Begin Information given
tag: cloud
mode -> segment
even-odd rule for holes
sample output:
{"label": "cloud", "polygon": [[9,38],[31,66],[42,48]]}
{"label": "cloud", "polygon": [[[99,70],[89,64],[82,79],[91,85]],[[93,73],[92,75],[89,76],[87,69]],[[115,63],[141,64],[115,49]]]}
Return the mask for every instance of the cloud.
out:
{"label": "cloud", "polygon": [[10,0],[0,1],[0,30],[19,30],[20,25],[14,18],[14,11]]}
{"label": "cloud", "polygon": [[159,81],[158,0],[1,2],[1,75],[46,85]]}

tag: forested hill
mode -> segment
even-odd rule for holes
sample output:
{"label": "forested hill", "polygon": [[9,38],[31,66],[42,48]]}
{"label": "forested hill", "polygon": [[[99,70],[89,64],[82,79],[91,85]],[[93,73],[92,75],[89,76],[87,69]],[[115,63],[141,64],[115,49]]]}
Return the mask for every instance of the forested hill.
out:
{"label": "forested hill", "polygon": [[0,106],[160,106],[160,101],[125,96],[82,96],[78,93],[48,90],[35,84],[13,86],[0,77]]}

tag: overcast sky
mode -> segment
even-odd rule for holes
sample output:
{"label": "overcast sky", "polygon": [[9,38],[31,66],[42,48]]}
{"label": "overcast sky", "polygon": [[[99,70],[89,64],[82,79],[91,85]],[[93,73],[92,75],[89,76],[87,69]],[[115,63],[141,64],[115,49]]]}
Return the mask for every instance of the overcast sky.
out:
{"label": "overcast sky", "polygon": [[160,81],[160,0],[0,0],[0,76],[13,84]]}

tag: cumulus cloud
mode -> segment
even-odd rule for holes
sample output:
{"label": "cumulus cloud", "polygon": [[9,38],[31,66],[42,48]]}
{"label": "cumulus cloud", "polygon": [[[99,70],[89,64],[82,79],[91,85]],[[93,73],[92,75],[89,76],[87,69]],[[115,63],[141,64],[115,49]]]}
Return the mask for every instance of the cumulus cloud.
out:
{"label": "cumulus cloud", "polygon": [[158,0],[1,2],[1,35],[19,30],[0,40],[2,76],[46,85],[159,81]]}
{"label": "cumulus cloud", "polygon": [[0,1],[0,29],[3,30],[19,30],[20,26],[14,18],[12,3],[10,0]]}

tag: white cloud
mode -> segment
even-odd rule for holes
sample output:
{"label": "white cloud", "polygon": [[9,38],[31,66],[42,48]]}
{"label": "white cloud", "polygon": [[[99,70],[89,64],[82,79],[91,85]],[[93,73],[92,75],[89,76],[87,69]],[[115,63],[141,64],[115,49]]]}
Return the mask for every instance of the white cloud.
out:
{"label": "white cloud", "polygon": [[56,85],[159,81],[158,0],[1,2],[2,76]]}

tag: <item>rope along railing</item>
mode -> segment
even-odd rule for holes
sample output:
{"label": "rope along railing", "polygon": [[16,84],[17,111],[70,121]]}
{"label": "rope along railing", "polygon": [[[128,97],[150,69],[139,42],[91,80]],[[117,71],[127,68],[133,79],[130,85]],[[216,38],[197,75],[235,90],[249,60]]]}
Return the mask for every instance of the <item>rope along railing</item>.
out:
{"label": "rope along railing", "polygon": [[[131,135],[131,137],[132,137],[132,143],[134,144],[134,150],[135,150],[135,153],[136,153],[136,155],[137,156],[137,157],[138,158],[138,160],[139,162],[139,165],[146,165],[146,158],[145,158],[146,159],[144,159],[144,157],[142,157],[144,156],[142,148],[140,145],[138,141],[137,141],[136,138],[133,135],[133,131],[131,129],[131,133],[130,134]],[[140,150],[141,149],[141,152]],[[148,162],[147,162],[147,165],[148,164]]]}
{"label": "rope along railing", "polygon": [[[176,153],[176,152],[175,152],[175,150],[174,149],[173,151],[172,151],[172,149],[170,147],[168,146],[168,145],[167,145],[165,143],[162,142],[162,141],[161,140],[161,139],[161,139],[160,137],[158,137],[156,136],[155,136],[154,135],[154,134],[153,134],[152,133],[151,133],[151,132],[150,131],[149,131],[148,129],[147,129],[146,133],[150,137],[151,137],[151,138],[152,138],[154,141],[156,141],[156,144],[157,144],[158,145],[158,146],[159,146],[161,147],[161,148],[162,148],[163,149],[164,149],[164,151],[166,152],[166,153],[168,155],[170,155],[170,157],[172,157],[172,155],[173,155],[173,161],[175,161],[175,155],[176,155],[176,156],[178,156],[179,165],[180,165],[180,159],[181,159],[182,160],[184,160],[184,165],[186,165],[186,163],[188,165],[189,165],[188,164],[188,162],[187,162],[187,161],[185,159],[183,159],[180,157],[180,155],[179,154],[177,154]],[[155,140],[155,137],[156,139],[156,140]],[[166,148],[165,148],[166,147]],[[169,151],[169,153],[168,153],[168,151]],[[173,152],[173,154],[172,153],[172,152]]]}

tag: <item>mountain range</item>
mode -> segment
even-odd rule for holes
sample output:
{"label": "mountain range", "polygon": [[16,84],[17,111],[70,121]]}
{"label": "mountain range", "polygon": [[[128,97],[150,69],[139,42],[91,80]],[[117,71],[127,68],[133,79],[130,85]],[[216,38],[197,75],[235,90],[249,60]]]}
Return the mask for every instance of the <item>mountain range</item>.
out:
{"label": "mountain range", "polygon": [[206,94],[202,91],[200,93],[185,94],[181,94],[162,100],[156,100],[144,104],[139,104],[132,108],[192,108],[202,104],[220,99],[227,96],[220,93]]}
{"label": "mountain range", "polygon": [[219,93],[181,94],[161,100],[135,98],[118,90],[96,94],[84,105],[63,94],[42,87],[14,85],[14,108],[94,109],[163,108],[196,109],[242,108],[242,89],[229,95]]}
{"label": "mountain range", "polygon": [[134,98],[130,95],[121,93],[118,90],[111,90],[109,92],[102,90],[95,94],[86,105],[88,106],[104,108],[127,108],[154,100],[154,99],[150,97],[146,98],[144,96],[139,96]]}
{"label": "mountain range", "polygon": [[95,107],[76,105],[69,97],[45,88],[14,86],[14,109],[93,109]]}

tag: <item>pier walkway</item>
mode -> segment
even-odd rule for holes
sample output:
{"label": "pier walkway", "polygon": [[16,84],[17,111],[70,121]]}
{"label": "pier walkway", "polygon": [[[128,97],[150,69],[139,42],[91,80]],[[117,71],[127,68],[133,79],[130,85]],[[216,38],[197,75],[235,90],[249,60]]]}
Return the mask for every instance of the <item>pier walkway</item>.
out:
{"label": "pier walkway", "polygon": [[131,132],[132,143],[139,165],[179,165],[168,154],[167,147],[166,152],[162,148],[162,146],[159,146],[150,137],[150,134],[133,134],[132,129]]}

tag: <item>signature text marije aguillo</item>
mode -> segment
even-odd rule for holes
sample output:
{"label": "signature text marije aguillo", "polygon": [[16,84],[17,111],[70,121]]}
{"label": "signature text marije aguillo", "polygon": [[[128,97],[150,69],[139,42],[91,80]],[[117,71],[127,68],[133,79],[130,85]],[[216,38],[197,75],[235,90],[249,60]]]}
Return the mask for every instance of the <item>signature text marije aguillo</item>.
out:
End Information given
- _What you should do_:
Extract each line in the material that contains the string "signature".

- _Solution_:
tag: <item>signature text marije aguillo</item>
{"label": "signature text marije aguillo", "polygon": [[16,84],[17,111],[70,121]]}
{"label": "signature text marije aguillo", "polygon": [[[128,97],[150,69],[139,42],[91,80]],[[117,71],[127,68],[133,79],[130,85]],[[216,38],[197,75],[235,90],[249,60]]]}
Return the mask for every instance of the <item>signature text marije aguillo</item>.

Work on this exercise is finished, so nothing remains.